Copy out verbatim everything in the entries below, from the line containing "In this exercise you will find the gold" down to the final line of the entries, including both ends.

### [MATERIAL PROVIDED]
:::

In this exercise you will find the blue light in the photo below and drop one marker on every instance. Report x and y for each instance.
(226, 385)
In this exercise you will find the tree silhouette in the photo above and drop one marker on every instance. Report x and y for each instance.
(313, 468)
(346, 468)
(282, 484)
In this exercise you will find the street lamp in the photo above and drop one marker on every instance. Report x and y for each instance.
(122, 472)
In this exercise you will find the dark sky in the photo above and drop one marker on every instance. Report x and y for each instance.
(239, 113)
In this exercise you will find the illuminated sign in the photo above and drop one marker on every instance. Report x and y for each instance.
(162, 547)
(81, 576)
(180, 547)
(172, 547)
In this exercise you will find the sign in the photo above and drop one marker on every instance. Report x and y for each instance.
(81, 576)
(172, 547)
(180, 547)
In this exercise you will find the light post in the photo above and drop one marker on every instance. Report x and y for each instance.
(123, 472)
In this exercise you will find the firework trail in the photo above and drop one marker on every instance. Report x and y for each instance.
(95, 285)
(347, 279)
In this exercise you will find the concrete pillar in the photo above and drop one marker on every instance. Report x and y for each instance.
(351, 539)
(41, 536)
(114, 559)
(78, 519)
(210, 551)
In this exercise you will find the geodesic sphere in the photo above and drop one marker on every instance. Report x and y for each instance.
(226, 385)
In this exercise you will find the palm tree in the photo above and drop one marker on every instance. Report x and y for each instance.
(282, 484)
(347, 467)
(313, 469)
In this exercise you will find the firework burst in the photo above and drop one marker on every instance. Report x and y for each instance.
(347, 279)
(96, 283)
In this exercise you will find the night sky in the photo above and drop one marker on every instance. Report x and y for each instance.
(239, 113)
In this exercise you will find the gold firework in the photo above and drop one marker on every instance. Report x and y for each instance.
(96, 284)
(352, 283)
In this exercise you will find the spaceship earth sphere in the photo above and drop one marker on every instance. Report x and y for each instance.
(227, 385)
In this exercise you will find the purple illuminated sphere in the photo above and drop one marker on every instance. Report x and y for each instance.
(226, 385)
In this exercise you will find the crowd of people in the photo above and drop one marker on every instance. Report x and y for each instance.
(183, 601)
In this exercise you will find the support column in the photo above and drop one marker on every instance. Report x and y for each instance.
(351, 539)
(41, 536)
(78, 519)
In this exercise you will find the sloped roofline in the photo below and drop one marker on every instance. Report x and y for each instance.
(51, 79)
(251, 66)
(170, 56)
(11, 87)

:::

### [TASK SOLUTION]
In this exercise you will find the gold firework in the photo above and drop one marker on every instance. Report x and y for each instance.
(96, 284)
(352, 283)
In this exercise you will find the spaceship earth sphere in the photo above and drop one marker on every instance. Report x and y for each instance.
(227, 385)
In this exercise you will find the purple illuminated sphere in the photo above and drop one marker on every instance. Report x and y for each instance.
(226, 385)
In this exercise you will find the crowd of people in the photo above and drop one marker on every instance. Report x and y for each instance.
(183, 601)
In this exercise you will find the support column in the photo above and drop one marker on every instance. Report x and y for each instance.
(351, 539)
(41, 536)
(78, 519)
In this exercise you will find the sloped roofline in the photo below and drop one marker on every instance. Report x and y for each instance.
(51, 79)
(251, 66)
(170, 56)
(11, 87)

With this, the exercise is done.